(Beginning of Reading text)

China’s Rapid Rebound Highlights the Strength of Its COVID-19 Response

How did China triumph against the pandemic? The answer lies in the country’s aggressive and uncompromising approach to containing the COVID-19 pandemic and its success in quashing the second wave.

On Monday, news emerged that China’s third quarter GDP growth was an annualized 4.9%. Although short of expectations, the figures showed that China’s economy had fully returned to growth and shaken off disruption posed by the COVID-19 pandemic earlier in the year. It places the country in the unique position of being the only major economy in the world to end 2020 in a state of growth, forecasted to grow at around 2% as a whole. The announcement was made as countries in Europe faced a new wave of restrictions and lockdowns following a rapid resurgence of the virus, with record numbers of cases being reported.

With some economies experiencing GDP drops in double-digit figures and not estimated to make a full recovery by the end of next year, how did China triumph against the odds? What can be learned from their example?

The answer lies in the country’s aggressive and uncompromising approach to containing the COVID-19 pandemic and its success in quashing the second wave.

Despite prolific criticism aimed at China from Western nations, Beijing’s targeted and strict quarantine measures, combined with extensive testing spanning entire metropolises, have allowed life to return to normal. The nation firmly re-established its economic confidence without risk.

(End of Reading text)

Continue the article on China's COVID-19 response and economic rebound, starting after its final sentence.

(Beginning of Entries shown)

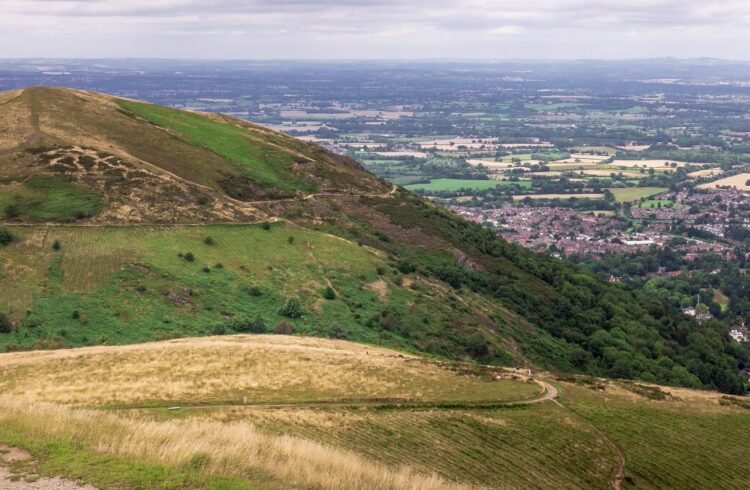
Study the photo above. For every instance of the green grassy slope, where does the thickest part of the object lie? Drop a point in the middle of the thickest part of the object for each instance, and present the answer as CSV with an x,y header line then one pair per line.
x,y
266,389
130,284
555,314
407,273
47,198
267,165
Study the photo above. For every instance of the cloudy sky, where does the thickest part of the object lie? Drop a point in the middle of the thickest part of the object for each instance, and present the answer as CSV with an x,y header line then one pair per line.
x,y
447,29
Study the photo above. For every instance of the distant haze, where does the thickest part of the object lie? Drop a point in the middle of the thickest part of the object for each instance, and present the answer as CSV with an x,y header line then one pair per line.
x,y
355,29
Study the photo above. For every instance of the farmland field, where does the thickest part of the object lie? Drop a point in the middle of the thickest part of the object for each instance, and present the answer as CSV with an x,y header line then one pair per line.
x,y
629,194
438,185
658,203
559,196
655,164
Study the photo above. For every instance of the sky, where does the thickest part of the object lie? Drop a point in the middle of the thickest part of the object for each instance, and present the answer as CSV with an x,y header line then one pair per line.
x,y
375,29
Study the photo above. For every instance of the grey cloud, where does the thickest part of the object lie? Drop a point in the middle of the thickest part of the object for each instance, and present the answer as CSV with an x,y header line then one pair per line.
x,y
382,27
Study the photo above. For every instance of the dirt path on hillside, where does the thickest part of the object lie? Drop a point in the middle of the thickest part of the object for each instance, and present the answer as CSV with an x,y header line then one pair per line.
x,y
10,481
16,473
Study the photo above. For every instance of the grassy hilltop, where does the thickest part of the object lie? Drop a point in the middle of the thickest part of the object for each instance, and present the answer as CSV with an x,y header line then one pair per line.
x,y
280,412
126,222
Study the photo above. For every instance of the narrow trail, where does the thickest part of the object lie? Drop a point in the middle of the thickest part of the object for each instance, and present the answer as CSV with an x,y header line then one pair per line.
x,y
272,219
548,393
619,474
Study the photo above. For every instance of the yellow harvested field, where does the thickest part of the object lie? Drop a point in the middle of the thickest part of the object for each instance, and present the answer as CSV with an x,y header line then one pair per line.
x,y
705,173
608,172
489,163
631,147
551,173
573,164
396,154
559,196
738,182
647,163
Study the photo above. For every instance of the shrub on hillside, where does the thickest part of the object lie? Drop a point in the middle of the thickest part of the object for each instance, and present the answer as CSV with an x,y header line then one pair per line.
x,y
6,237
291,308
336,332
5,324
12,211
406,267
284,328
329,293
247,325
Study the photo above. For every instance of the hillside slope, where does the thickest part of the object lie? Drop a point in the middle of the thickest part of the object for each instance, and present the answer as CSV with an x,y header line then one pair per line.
x,y
129,222
264,411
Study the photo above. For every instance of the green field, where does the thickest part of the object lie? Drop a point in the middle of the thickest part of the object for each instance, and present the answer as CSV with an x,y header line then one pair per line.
x,y
263,163
120,285
452,185
630,194
658,203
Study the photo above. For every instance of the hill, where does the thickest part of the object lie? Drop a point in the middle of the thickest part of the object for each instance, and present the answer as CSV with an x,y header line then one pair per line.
x,y
278,412
128,222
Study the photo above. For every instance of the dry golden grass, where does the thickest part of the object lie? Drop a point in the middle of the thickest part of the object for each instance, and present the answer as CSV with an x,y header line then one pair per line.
x,y
233,448
242,369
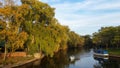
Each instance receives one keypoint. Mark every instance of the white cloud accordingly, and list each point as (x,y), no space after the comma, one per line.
(85,17)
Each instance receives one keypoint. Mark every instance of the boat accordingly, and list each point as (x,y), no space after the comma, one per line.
(72,58)
(101,52)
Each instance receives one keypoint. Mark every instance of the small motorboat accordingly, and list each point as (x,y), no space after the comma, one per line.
(72,58)
(101,52)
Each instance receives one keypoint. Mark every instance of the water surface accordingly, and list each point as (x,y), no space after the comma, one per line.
(84,59)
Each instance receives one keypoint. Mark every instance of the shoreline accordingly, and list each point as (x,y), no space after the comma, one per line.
(21,63)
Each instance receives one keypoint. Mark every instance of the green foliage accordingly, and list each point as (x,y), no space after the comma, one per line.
(32,26)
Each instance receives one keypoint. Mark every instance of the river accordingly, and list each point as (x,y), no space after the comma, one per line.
(83,59)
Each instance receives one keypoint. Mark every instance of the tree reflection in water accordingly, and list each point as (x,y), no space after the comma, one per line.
(107,63)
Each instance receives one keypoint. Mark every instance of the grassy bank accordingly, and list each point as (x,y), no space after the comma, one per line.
(114,52)
(14,60)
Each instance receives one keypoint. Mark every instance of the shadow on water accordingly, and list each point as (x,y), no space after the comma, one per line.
(84,59)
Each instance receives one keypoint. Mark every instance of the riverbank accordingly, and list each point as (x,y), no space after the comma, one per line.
(13,62)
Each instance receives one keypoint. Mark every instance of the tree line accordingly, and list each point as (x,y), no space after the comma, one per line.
(33,28)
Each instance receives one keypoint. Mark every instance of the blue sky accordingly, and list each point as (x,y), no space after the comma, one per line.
(86,16)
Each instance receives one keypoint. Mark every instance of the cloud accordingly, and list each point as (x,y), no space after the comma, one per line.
(88,16)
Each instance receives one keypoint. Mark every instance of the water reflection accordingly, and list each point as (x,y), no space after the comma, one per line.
(85,59)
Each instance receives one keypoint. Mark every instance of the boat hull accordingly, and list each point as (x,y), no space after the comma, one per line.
(103,55)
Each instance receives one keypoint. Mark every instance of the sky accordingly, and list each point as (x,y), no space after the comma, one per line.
(86,16)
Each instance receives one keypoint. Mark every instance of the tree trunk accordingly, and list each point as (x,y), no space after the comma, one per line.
(5,54)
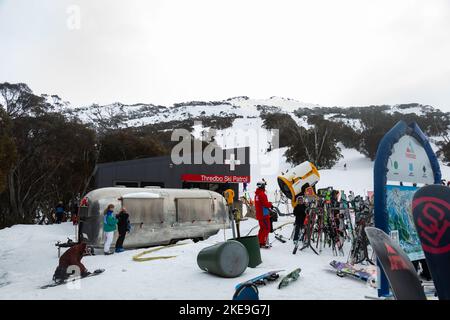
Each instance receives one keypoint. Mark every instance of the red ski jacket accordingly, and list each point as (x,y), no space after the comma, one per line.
(261,202)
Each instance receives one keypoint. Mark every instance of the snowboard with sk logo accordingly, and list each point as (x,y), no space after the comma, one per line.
(431,211)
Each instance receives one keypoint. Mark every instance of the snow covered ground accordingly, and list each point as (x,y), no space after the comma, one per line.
(28,259)
(28,256)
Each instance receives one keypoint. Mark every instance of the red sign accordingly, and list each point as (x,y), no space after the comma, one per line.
(215,178)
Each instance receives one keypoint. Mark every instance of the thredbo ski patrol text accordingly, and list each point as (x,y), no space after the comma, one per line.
(225,310)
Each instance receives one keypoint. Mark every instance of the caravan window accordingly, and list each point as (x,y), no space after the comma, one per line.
(194,209)
(147,211)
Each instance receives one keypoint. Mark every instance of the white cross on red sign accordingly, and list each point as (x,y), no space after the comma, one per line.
(232,162)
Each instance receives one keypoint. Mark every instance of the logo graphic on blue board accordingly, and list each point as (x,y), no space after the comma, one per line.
(411,169)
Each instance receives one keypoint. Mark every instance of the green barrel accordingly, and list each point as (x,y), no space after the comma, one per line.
(251,243)
(227,259)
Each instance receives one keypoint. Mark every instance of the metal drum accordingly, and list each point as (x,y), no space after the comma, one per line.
(227,259)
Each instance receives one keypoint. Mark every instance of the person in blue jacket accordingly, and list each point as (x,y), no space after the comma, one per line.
(109,226)
(59,212)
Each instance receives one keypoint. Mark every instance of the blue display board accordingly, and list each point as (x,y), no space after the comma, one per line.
(399,208)
(404,154)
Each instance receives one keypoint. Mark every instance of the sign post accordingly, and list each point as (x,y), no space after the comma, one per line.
(404,155)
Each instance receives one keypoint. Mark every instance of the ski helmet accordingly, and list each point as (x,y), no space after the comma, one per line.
(261,184)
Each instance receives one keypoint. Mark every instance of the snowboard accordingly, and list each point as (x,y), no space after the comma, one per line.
(261,279)
(72,279)
(398,268)
(431,212)
(290,277)
(346,269)
(280,238)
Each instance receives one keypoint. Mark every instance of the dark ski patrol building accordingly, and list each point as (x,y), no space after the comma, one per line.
(161,172)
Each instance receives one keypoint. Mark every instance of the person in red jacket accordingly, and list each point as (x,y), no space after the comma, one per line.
(262,206)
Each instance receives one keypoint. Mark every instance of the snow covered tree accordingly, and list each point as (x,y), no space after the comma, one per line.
(7,148)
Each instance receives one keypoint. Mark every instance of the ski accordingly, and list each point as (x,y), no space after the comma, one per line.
(398,268)
(346,269)
(73,279)
(431,212)
(290,277)
(261,279)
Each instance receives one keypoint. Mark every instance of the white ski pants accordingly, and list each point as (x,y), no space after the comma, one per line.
(108,240)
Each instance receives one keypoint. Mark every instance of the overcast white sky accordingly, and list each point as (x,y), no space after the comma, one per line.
(330,52)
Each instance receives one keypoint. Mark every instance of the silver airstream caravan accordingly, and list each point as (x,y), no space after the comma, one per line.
(157,216)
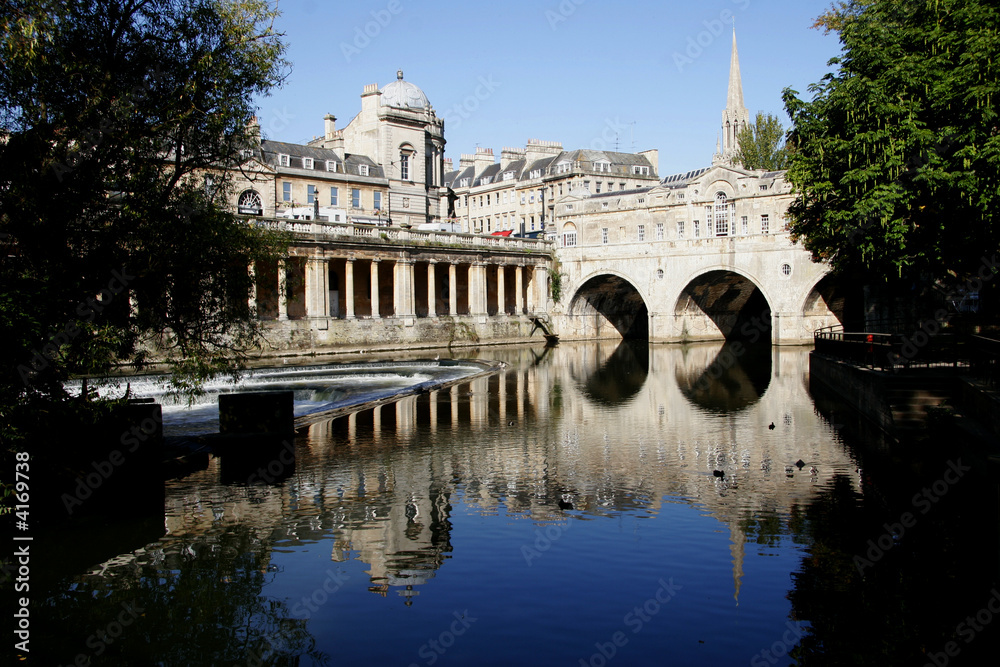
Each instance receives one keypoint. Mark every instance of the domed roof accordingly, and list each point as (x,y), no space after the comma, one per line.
(403,94)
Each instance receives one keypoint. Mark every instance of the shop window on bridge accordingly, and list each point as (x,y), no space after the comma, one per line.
(249,203)
(569,235)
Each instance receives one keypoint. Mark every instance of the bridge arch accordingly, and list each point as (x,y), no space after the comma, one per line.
(724,302)
(607,301)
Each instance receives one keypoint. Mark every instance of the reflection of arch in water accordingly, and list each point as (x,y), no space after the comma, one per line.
(724,303)
(611,299)
(735,379)
(621,376)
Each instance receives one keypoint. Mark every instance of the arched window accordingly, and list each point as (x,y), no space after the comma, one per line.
(249,203)
(722,213)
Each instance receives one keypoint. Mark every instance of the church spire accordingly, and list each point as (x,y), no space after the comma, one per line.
(735,116)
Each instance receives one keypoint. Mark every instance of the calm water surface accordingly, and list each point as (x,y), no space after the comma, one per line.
(592,504)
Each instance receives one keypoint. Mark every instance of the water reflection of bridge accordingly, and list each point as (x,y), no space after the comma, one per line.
(604,428)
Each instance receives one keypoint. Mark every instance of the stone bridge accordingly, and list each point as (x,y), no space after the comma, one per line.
(760,287)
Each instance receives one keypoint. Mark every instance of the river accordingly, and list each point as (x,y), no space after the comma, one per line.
(591,504)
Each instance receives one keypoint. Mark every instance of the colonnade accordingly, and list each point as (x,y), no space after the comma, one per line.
(374,287)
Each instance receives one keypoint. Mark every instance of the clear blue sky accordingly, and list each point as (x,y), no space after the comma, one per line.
(575,71)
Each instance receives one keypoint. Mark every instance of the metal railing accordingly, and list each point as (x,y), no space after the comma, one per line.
(909,346)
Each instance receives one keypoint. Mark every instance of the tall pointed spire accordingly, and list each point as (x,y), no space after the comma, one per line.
(735,116)
(734,100)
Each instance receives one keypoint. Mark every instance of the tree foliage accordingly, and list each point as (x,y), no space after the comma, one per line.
(761,145)
(897,156)
(119,123)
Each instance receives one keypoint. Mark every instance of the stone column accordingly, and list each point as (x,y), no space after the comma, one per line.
(519,289)
(431,289)
(453,289)
(477,289)
(403,297)
(282,291)
(374,295)
(349,288)
(501,292)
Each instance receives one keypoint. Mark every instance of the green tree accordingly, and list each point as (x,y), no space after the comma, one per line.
(761,145)
(897,155)
(121,122)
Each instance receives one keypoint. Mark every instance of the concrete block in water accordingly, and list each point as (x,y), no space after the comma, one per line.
(258,413)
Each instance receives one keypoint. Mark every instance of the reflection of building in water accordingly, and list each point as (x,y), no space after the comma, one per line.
(600,428)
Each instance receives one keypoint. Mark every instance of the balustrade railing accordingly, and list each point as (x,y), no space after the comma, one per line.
(335,230)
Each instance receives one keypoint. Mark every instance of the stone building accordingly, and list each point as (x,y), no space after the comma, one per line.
(518,193)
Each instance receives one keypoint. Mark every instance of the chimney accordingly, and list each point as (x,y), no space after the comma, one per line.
(537,149)
(653,155)
(508,155)
(483,159)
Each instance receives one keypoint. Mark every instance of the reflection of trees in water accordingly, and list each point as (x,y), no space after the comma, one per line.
(909,601)
(735,379)
(621,376)
(198,603)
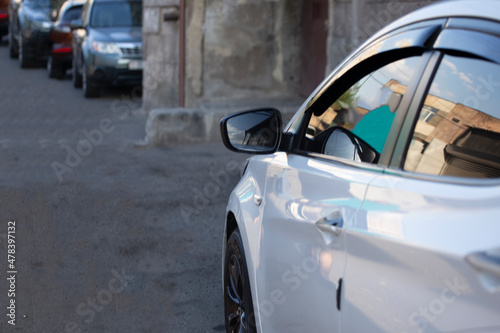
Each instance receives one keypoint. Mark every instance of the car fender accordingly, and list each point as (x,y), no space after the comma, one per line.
(246,204)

(End of Entries shown)

Result –
Earlier this year, after the initial outbreak in Hubei had been overcome, a cluster of COVID-19 cases emerged from the Xinfadi seafood market in Beijing. The Western media seized on the occurrence and heralded doom for Beijing, weaponizing its usual skepticism by questioning whether the outbreaks could be contained effectively. But that wasn’t how the story ended. The authorities responded by immediately placing strict quarantine over the impacted neighborhoods, restricting transport links and initiating a mass testing regime that would mandate every individual in Beijing (21 million people) to be tested.The result? The COVID-19 outbreak was contained and ended quickly, preventing further spread and economic damage.

Citizens wait for COVID-19 tests in Qingdao, east China’s Shandong Province, Oct. 12, 2020. (Photo/Xinhua)

This new model was then applied to clusters that emerged in Urumqi, Dalian and recently, Qingdao. Each time a targeted quarantine was implemented, and the entire population of the infected area was tested. The success of this method meant the long-awaited “second wave,” which the Western media were longing for, simply didn’t happen. Instead, life returned to normal. In early October, China celebrated “Golden Week” and the Mid-Autumn Festival. People made up for the disruption of the Chinese New Year, making 600 million journeys across the country. Moreover, consumer spending picked up. COVID-19 was no longer in sight.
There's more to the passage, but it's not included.